┌─ GIVEN DATA
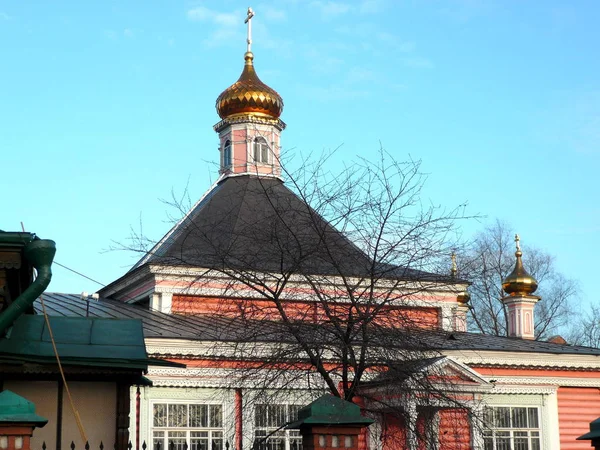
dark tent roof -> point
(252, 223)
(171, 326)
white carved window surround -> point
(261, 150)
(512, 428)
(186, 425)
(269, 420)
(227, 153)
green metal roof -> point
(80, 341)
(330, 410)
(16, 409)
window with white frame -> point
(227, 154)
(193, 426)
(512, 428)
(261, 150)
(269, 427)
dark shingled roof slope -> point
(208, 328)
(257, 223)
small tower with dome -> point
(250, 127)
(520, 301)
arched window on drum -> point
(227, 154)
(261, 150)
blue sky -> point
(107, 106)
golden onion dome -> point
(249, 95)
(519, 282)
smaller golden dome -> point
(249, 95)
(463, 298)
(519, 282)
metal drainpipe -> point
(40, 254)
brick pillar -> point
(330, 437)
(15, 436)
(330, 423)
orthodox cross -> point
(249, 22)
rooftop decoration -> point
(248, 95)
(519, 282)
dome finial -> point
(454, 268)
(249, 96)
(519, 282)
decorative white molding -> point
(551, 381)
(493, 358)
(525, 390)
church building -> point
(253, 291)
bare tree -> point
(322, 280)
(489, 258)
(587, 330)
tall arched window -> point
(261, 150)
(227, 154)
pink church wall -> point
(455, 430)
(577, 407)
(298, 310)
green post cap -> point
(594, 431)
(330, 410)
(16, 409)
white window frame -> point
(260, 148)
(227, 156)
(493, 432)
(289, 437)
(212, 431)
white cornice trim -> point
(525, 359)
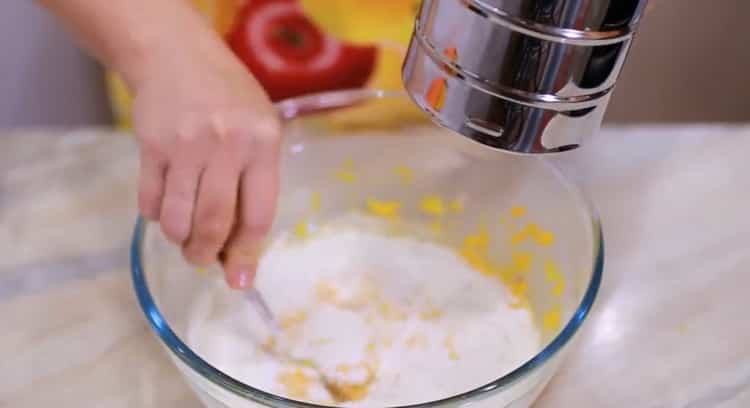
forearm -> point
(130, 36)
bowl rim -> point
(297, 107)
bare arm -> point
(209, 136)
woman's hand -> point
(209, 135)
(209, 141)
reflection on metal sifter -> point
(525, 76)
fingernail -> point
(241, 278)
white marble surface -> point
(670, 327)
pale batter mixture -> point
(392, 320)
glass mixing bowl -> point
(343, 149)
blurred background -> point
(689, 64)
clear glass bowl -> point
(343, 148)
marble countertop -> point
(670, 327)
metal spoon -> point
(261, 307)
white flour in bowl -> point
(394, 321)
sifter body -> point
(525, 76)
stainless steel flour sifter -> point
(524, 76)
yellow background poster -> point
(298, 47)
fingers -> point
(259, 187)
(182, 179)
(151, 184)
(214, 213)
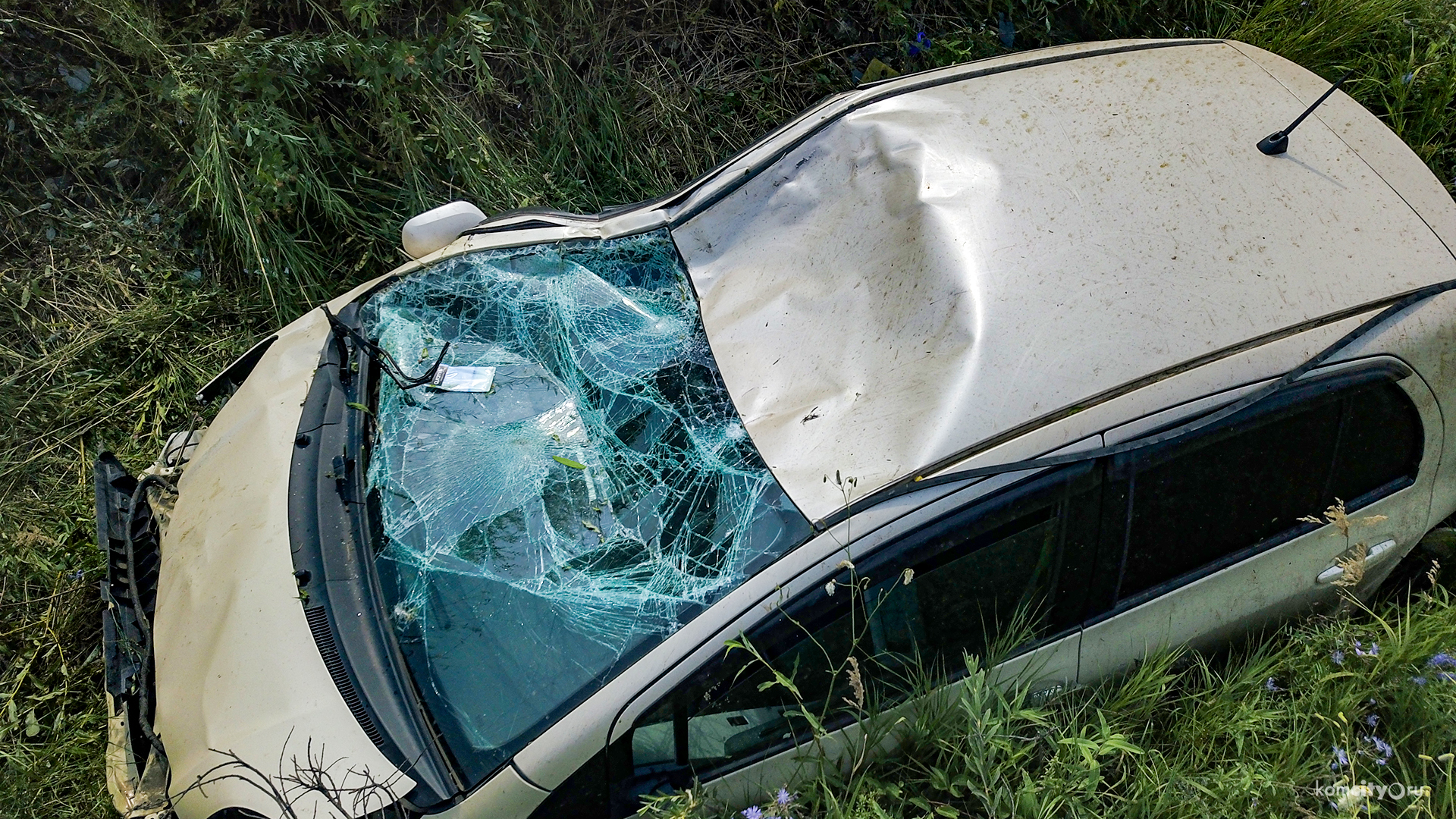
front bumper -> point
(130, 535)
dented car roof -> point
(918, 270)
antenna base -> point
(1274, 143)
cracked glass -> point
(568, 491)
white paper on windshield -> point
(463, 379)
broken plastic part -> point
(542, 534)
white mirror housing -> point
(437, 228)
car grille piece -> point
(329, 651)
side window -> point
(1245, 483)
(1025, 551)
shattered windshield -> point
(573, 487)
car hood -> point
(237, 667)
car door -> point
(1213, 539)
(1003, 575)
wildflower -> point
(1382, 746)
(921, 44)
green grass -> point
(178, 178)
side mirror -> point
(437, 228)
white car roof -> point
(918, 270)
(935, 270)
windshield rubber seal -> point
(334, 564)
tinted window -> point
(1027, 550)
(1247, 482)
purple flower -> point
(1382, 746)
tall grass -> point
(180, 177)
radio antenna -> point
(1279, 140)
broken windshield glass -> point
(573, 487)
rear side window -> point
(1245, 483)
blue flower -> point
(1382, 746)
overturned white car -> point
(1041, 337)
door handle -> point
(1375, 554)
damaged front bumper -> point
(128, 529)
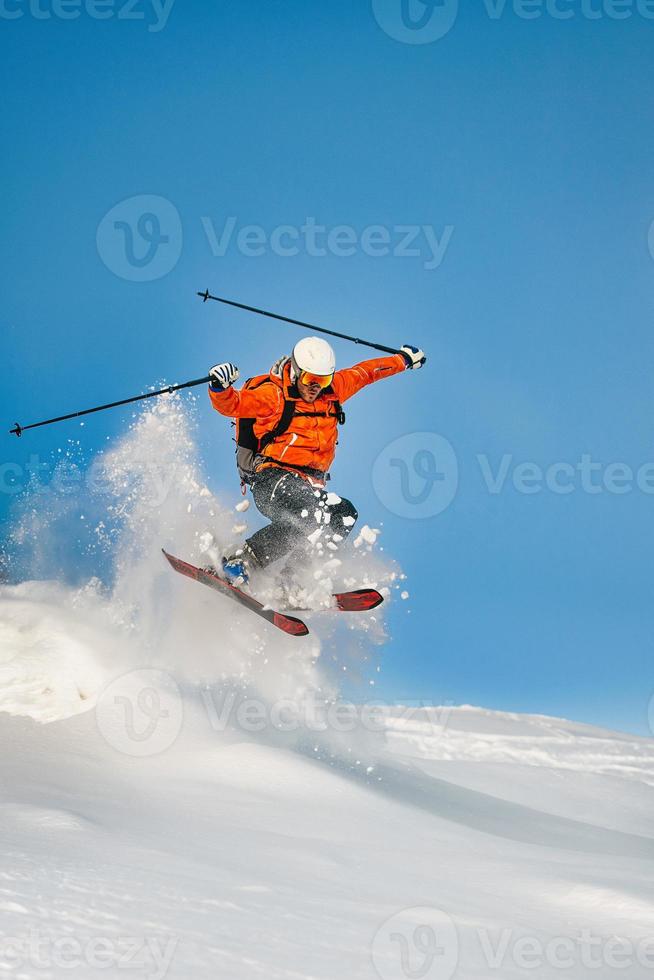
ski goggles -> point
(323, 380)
└─
┌─ GIVEN DATA
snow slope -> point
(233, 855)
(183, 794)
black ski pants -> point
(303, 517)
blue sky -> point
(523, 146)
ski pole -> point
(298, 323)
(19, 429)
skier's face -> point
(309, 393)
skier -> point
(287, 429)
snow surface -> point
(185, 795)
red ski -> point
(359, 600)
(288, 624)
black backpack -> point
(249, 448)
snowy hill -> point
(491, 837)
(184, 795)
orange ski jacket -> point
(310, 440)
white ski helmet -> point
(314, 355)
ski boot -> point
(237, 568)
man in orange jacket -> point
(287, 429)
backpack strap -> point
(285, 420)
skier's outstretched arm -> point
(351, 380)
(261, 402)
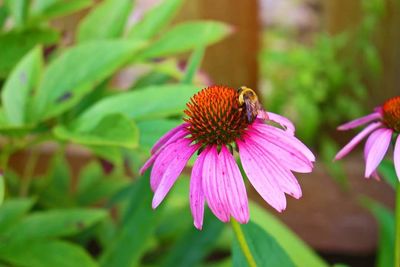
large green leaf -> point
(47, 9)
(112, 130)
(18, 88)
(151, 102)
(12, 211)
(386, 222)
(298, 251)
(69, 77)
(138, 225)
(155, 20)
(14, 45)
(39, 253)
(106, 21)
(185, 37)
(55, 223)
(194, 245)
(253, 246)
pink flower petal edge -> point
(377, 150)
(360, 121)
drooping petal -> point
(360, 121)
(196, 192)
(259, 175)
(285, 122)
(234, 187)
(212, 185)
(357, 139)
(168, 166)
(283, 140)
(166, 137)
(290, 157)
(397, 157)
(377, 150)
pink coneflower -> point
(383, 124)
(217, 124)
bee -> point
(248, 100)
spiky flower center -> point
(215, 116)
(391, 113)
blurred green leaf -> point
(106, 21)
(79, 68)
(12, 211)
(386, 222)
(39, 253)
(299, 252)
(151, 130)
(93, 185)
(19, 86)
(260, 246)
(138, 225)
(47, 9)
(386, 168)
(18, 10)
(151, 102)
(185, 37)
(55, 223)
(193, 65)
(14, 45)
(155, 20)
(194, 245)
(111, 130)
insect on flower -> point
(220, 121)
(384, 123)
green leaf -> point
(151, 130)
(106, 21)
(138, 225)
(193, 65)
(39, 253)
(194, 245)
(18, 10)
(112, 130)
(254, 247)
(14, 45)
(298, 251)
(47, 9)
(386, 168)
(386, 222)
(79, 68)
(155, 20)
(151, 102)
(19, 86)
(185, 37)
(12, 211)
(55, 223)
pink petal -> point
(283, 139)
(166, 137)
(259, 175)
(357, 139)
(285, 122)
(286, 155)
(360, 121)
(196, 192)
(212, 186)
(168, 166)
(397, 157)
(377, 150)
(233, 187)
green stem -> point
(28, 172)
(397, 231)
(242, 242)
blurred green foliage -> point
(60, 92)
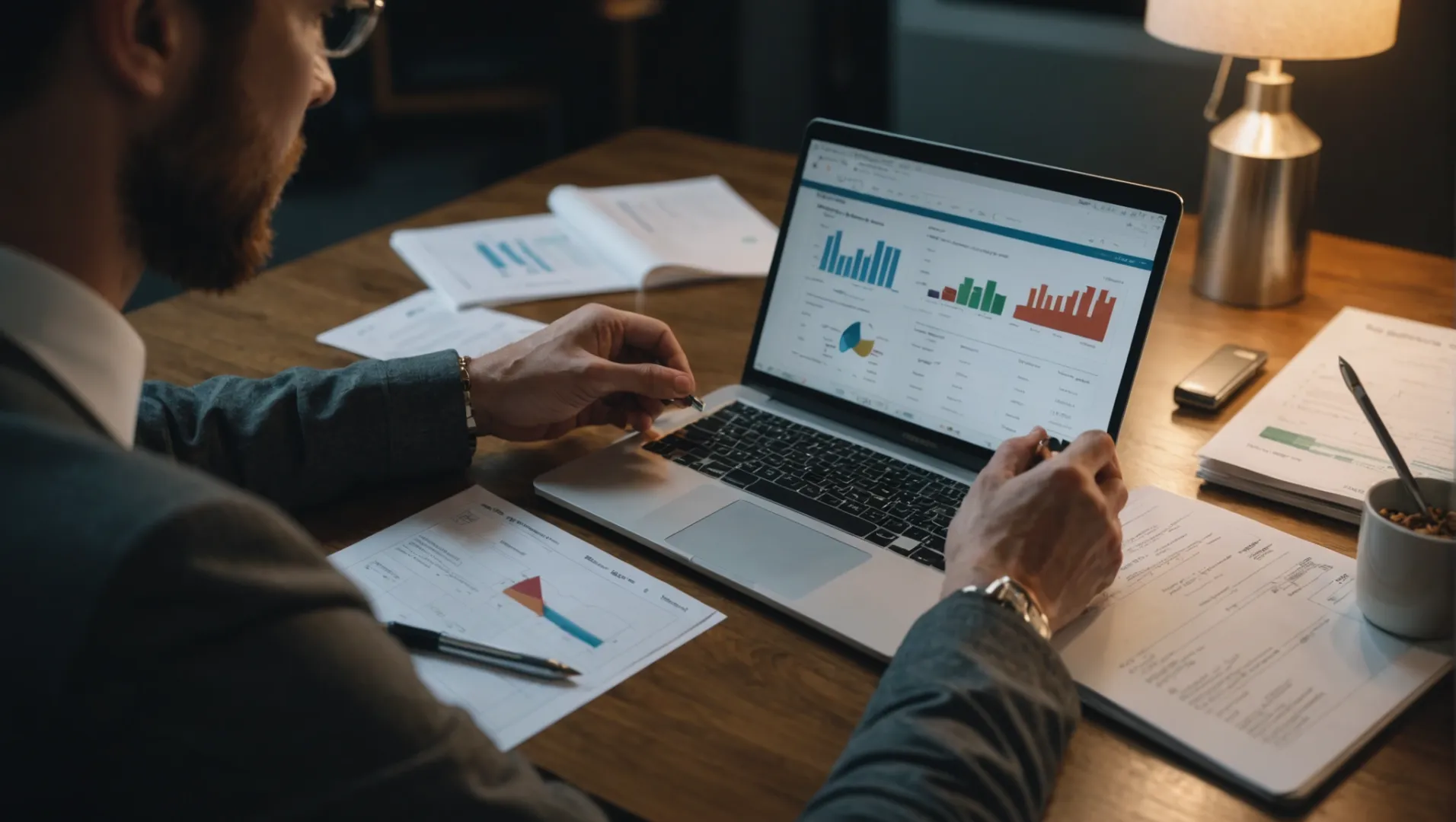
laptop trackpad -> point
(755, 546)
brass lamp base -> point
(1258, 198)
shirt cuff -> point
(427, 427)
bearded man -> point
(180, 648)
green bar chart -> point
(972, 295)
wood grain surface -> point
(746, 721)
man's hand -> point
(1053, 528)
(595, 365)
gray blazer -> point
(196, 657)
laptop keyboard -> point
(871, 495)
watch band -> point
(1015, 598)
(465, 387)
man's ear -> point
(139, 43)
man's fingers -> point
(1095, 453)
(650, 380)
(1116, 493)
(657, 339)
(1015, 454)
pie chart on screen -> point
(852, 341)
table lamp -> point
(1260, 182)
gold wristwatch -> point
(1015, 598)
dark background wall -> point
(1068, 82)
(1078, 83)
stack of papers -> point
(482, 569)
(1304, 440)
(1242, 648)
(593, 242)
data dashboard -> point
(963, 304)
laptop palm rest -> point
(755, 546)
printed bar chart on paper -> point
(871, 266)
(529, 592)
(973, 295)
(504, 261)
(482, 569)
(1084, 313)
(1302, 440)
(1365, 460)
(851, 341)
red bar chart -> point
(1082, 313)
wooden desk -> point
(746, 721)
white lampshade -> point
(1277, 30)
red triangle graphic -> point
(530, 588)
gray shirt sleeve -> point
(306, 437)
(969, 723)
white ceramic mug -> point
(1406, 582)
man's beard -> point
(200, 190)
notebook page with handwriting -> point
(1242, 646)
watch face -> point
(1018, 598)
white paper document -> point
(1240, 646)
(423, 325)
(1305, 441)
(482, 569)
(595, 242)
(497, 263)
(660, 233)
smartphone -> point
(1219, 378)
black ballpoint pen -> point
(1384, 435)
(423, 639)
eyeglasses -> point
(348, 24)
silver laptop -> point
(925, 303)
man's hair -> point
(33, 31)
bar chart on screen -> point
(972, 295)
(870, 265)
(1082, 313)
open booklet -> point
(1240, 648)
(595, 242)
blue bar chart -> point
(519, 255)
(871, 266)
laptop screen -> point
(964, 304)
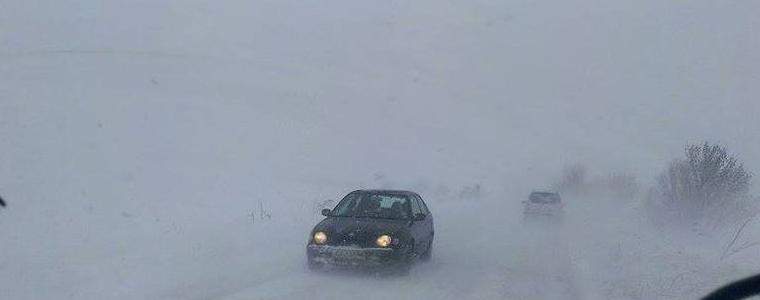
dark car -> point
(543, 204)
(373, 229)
└─
┌─ GIVEN DATA
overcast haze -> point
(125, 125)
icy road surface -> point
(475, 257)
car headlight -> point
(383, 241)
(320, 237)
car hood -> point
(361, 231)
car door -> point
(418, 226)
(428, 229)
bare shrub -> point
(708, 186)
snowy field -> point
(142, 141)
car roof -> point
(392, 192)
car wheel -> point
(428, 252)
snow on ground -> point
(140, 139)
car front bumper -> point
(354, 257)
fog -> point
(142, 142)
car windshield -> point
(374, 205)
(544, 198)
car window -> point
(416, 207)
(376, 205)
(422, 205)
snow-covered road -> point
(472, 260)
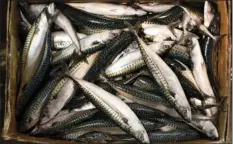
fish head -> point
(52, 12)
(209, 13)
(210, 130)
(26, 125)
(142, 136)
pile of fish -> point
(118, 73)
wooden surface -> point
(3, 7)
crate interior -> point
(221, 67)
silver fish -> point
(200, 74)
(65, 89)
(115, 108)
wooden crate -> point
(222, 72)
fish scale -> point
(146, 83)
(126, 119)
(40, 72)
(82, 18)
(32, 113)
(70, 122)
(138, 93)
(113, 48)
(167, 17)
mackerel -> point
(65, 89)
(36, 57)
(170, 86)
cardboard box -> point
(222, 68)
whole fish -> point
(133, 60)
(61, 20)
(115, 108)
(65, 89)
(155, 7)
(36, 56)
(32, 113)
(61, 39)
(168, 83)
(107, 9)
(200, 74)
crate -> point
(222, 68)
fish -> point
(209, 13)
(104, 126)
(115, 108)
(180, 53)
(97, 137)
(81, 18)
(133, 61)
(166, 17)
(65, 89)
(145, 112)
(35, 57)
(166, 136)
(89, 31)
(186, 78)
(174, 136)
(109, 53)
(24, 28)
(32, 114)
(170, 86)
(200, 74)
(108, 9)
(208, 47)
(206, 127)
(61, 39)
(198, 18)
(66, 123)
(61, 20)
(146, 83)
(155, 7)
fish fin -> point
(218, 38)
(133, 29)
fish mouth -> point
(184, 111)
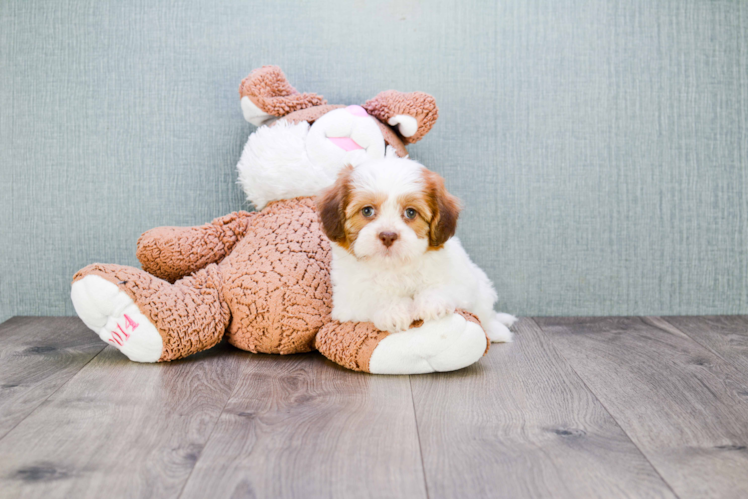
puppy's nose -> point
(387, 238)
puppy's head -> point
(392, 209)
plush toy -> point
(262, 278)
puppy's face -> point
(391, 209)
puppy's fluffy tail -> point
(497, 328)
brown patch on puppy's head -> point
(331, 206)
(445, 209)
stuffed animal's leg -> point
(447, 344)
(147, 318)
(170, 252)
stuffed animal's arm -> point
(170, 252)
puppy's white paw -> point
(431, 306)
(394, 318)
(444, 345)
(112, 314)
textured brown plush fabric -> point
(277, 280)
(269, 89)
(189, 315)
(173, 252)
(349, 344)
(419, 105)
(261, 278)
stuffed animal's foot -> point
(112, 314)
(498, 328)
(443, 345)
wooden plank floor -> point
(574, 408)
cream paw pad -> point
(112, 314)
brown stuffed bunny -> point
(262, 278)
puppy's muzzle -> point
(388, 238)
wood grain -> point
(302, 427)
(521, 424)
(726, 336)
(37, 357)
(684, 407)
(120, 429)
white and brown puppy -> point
└─
**TASK TO CARRY OUT:** Can you pull out every line from the one with "stuffed animal's foot -> point" up to and including the one with "white and brown puppy -> point", copied without any change?

**RESULT OF THIS EXERCISE:**
stuffed animal's foot -> point
(112, 314)
(498, 328)
(443, 345)
wooden plank floor -> point
(574, 408)
cream paw pad -> point
(112, 314)
brown stuffed bunny -> point
(262, 278)
puppy's muzzle -> point
(388, 238)
wood grain -> point
(302, 427)
(521, 424)
(726, 336)
(37, 357)
(684, 407)
(120, 429)
white and brown puppy -> point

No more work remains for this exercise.